• **The request**
Identify every line in the entries below that contains the word "dark", and copy each of those lines in full.

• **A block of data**

--------------------

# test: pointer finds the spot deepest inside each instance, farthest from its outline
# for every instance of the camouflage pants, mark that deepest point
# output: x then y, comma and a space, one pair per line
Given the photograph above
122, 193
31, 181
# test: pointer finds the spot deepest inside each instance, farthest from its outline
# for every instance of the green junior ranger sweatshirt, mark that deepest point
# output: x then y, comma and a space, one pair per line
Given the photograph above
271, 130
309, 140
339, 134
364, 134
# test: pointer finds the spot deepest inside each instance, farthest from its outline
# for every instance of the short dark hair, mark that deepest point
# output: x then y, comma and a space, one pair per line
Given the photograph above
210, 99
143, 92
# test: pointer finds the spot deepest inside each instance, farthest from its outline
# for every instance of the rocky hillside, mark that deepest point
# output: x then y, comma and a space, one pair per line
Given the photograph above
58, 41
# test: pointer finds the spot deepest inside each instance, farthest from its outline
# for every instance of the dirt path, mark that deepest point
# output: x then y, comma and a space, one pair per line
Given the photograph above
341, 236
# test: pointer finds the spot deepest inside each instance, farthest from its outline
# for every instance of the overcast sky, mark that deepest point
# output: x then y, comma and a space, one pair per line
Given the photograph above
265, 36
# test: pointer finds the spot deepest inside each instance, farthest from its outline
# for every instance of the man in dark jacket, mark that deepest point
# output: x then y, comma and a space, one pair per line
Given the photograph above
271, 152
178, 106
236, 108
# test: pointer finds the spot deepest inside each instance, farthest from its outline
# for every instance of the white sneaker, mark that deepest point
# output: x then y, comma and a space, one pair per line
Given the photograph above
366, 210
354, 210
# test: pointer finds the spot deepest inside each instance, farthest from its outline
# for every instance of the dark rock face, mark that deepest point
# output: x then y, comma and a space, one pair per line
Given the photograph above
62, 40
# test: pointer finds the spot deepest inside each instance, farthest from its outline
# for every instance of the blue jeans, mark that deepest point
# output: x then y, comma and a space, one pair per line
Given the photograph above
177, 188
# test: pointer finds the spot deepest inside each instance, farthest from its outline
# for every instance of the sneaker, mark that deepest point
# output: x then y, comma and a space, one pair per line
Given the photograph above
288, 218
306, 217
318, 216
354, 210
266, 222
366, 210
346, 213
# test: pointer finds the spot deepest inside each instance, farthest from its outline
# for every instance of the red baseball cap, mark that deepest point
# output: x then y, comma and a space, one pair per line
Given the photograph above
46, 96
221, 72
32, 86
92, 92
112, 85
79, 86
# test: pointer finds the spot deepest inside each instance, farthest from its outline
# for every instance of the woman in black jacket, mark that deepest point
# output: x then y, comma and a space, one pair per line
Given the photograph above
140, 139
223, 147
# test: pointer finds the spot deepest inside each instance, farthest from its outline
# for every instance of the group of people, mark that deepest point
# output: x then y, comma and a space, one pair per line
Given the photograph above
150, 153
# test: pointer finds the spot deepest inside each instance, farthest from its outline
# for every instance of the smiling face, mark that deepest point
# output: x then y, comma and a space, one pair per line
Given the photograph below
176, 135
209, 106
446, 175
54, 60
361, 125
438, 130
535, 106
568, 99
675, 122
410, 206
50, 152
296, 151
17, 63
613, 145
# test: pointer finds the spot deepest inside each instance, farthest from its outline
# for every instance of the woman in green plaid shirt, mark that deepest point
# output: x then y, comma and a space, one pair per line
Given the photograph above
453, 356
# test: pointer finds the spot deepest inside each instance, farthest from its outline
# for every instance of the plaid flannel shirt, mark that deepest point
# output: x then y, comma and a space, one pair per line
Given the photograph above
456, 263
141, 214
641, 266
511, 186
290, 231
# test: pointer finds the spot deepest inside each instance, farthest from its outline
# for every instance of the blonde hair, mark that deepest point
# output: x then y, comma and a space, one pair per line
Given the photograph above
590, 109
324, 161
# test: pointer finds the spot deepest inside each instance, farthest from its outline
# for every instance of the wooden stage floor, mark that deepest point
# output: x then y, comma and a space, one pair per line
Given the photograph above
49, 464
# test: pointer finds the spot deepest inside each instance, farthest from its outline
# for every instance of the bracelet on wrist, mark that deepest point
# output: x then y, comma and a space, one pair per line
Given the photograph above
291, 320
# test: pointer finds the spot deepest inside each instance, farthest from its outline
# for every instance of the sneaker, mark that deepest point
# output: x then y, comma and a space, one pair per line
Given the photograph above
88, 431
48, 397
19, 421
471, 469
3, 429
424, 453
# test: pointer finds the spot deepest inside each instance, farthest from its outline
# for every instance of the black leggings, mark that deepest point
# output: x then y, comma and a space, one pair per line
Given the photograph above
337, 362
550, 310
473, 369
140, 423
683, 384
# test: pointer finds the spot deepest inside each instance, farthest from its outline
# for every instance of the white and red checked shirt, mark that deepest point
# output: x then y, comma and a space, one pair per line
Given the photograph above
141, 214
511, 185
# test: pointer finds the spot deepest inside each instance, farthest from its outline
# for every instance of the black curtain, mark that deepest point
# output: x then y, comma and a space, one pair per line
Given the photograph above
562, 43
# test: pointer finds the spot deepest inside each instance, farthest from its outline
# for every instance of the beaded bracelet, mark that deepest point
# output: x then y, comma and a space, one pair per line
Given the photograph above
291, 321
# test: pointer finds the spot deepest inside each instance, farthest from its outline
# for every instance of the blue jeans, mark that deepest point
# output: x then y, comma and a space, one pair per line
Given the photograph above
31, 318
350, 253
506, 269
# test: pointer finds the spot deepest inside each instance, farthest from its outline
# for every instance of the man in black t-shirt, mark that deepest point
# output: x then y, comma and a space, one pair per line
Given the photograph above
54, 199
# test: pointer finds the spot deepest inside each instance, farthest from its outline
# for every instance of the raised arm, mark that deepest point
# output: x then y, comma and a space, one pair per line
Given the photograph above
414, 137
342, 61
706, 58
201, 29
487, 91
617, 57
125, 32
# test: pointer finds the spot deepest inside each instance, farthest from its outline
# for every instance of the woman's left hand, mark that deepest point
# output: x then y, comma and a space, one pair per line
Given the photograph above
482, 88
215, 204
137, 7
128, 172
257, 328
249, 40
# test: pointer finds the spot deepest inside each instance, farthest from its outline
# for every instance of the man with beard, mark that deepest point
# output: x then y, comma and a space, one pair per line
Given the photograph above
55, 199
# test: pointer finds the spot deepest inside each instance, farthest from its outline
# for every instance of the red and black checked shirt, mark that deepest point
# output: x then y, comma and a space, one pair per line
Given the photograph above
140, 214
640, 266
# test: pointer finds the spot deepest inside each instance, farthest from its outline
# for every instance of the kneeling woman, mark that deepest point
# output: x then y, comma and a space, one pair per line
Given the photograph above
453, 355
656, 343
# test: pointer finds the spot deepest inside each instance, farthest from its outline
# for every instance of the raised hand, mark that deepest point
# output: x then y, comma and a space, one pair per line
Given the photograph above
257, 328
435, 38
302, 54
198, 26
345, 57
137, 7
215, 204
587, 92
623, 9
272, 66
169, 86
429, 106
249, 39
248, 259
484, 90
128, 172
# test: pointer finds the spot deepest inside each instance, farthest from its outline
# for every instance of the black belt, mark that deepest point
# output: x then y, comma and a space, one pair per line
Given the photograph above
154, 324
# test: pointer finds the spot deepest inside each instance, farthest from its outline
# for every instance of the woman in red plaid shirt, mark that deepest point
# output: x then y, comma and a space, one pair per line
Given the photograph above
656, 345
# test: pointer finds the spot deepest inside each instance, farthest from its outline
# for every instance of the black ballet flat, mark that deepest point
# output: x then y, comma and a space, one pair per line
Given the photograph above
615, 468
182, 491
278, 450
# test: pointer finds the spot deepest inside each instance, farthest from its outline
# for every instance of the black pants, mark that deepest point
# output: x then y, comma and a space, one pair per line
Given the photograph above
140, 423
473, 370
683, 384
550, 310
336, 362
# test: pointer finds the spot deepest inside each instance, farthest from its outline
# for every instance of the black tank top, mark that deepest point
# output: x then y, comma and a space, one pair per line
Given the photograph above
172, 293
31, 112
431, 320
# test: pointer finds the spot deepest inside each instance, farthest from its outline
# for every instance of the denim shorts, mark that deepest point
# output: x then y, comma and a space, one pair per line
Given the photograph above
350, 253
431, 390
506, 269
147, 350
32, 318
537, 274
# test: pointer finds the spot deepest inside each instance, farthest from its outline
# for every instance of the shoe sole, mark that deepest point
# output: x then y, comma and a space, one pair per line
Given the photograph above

--------------------

• **Solution to the problem**
# for every instance of the short dark hair, mark that deepest point
# for every instance of the man in dark jacket, mark that deepest point
# for every instance of the dark rock face, mark that deepest point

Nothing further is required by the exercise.